By Pragati K.B.
Hyderabad: Hyderabad is a city in southern India whose residents have long gone abroad in search of greater wealth and opportunity. But it has come under scrutiny after one of its own was named in connection with an atrocity far away.
Sajid Akram, who died while attacking a Hanukkah celebration at Sydney’s Bondi Beach last Sunday, was born and grew up in a quiet Muslim neighbourhood here. He left almost three decades ago and seldom came back.
The Akram family home in Hyderabad, India. Relatives of Bondi shooter Sajid Akram have told local Indian police they had little association with him since he left Hyderabad in 1998.Credit: Saurabh Yadav
Now, the mass shooting, which killed 15 people and led to the arrest of Akram’s son, Naveed, as the second gunman, has brought unwelcome attention to their relatives and other residents of the neighbourhood, known as Toli Chowki. Many were wary of being held guilty by association, adding to the frustrations and pains of being part of a Muslim minority in a country that has grown more stridently Hindu. Others protested their innocence.
“This incident brought Toli Chowki fame through infamy,” said Mohammed Tajuddin, a neighbour of Sajid Akram’s brother. Anxious about the backlash that might come from connection to a terrorist attack, many in the neighbourhood have stayed indoors this past week.
Akram, 50, was one of the roughly six million Muslims from India who have gone abroad in search of better lives. Though Muslims make up only about 15 per cent of India’s population, they account for almost one-third of its emigrants, according to a study by Pew Research Centre.

- Exercise tasks:
• 1. How would you render this sentence from the Hyderabad article in Spanish: "He left almost three decades ago and seldom came back."
• 2. Carry on the article about the Hyderabad neighborhood where the Bondi Beach attacker grew up, starting after its final sentence.

- Record excerpts:
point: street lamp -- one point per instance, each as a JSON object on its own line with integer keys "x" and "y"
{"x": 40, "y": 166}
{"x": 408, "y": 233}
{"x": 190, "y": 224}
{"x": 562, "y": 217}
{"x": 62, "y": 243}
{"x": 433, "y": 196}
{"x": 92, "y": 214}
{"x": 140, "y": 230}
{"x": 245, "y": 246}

- Answer list:
• 1. Se fue hace casi tres décadas y rara vez regresó.

• 2.
Many of these are Muslims from Hyderabad, who have been moving abroad since the 1940s; first to Pakistan, then to Australia, Britain, Canada and the United States, and most recently, to countries in the Persian Gulf. In Toli Chowki, every house has at least one close relative working in a foreign land.
Many have also come back. Tajuddin said his younger brothers returned after working 12 years in Britain and the Netherlands.
Along the quiet cul-de-sac, neighbours are reluctant to be drawn into an international news event of such horror.Credit: Saurabh Yadav
“When they came back, we immediately arranged their marriage,” Tajuddin, 52, said. The brothers then settled down in Toli Chowki with the money they had earned. “How else do you think we built this house? And threw two lavish weddings?”
When the elder Akram – who was killed in Sydney last Sunday in crossfire with police – left for Australia in 1998 in search of work, his sister and an elder brother remained in Toli Chowki with their families. Some of the few area residents who ventured outside this past week called the Akram family “respectable” but “private”.
After the attack, Akram’s relatives told police that they had had only limited contact with him and “no knowledge of his radical mindset or activities, nor of the circumstances that led to his radicalisation”. Then the brother’s family locked their house and left, worried the press would mob them.
“There are only respectable people residing here,” said Mujib Abdalla Baabbad, the president of Al Hasnath Housing Colony, the complex where Akram’s siblings live. “It is unfortunate that our colony is being dragged into this.”
Baabbad, too, once worked overseas, living in Dubai, United Arab Emirates, for 35 years. “All of us move abroad for the same reasons: for better safety, quality of life, higher wages, better employment.”
Emigration is part of the local culture and history in Toli Chowki and the rest of Hyderabad, according to Serish Nanisetti, a journalist and author of a book on the region’s history. The practice’s roots go back to the year after India gained independence from the British in 1947. When the new nation annexed the princely state of Hyderabad by military force, communal violence and widespread unrest followed.
“Hyderabadi Muslims were suddenly stripped of their wealth, land, status, respect and sense of security,” Nanisetti said.
Having lost almost everything, they turned to emigration.
Nazima Begum, a cook who has worked in the neighbourhood for 17 years, described a community in flux. “There are no old-timers left in the area,” she said. “They have all died or moved abroad.”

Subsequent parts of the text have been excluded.